About this exercise:
Search the records for "clicks" and copy each line that holds it.
### Exercise data
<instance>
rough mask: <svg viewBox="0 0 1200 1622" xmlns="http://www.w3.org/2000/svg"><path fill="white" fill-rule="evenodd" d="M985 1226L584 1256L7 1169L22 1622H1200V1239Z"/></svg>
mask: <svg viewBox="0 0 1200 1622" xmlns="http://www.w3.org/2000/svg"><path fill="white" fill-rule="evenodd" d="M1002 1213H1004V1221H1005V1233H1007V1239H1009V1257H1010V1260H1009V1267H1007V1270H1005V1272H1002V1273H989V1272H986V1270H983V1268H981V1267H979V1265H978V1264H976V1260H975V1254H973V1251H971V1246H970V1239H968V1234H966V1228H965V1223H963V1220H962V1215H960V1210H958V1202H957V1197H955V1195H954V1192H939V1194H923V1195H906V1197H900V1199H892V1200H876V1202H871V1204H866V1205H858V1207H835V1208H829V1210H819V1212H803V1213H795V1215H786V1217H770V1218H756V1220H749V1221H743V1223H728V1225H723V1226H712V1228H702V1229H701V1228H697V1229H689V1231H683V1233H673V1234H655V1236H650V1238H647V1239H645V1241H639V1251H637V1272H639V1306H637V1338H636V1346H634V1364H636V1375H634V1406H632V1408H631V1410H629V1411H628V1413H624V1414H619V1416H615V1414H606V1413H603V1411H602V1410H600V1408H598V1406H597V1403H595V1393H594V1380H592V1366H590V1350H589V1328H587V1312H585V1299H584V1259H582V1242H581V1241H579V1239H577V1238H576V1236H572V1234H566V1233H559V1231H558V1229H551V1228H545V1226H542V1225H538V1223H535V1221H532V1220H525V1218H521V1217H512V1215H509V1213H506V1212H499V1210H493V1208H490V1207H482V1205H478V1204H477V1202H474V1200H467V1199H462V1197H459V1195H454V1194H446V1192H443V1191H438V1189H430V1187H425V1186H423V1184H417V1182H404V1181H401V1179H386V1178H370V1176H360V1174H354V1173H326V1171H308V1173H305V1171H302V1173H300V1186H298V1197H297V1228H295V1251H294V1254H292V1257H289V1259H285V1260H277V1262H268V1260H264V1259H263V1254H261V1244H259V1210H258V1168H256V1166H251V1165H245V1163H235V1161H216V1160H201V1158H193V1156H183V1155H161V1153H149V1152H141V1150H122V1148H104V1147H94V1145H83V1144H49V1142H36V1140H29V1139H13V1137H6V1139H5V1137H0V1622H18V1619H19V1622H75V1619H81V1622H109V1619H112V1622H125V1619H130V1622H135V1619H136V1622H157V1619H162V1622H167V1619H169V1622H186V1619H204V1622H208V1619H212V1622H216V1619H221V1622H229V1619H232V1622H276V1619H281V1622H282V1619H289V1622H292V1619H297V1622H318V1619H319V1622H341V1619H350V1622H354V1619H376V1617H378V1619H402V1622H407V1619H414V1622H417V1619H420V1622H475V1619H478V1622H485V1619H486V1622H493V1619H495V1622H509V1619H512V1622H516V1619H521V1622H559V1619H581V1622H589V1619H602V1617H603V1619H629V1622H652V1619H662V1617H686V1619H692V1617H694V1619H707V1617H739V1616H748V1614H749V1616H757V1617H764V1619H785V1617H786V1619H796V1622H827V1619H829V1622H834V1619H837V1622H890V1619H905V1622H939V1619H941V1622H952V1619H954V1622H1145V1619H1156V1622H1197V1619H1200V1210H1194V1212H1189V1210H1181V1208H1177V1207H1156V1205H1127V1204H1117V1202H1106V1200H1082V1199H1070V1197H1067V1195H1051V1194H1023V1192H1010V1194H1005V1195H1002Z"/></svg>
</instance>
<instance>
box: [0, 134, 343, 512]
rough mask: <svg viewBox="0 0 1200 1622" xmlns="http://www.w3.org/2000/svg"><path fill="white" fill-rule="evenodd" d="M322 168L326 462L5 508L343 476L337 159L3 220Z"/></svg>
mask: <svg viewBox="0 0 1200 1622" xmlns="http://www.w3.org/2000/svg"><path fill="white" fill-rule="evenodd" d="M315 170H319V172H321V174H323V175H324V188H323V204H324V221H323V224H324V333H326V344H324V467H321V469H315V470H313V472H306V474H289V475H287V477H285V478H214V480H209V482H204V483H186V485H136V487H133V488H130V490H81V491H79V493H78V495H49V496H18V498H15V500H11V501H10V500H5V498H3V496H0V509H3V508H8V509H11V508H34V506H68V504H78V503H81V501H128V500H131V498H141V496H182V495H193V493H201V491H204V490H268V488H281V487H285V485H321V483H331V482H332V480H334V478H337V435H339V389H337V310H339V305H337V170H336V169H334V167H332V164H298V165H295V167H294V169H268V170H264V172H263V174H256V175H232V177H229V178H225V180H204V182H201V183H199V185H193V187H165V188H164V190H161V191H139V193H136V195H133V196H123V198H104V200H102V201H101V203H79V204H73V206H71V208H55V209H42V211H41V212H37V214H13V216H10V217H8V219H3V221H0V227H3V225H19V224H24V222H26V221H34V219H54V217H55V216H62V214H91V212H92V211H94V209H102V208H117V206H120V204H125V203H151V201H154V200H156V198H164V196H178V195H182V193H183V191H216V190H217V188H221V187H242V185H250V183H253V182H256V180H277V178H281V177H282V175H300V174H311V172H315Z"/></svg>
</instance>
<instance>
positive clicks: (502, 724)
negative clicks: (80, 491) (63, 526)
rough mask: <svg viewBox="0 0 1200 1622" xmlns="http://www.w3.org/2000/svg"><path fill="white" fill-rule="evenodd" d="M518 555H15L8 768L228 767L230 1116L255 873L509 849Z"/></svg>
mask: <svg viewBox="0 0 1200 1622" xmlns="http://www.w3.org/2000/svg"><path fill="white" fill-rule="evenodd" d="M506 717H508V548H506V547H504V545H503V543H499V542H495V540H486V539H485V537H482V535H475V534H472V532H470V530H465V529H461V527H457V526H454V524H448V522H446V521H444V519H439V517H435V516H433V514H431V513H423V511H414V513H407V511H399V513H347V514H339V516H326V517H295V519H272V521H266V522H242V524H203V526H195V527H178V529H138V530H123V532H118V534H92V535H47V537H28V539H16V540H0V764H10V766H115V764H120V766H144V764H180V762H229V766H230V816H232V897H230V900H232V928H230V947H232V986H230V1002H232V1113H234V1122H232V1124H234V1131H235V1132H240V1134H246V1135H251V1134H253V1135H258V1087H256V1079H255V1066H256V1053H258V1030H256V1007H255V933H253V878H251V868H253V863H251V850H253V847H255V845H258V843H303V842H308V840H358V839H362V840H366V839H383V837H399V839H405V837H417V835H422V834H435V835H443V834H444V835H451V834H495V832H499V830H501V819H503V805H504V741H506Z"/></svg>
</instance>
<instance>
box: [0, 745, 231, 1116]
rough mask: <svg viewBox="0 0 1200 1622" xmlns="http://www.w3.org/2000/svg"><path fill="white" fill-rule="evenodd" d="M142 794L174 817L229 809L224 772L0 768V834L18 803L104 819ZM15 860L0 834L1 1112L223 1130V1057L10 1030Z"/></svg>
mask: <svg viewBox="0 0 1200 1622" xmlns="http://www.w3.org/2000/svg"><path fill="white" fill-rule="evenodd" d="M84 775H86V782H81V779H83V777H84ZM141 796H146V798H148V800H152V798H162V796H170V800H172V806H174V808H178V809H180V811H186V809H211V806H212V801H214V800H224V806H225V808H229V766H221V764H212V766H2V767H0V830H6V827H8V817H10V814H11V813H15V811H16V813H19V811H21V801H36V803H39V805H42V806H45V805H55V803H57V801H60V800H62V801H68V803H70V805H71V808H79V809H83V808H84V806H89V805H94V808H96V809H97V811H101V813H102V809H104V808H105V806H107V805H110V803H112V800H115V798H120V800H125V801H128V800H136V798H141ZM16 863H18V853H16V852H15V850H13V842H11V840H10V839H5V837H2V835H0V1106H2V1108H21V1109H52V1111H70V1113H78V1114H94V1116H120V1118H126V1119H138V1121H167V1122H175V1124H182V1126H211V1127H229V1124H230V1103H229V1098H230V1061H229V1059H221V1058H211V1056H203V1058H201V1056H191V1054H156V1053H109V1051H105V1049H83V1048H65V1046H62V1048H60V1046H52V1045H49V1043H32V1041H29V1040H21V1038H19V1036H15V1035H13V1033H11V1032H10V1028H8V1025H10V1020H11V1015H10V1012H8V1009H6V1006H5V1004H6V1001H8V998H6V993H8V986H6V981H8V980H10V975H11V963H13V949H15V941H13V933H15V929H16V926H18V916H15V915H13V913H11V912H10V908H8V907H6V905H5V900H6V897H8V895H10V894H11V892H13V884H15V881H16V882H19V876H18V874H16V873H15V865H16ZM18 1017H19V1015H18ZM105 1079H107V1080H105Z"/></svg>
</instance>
######
Worked solution:
positive clicks: (502, 724)
negative clicks: (80, 491) (63, 526)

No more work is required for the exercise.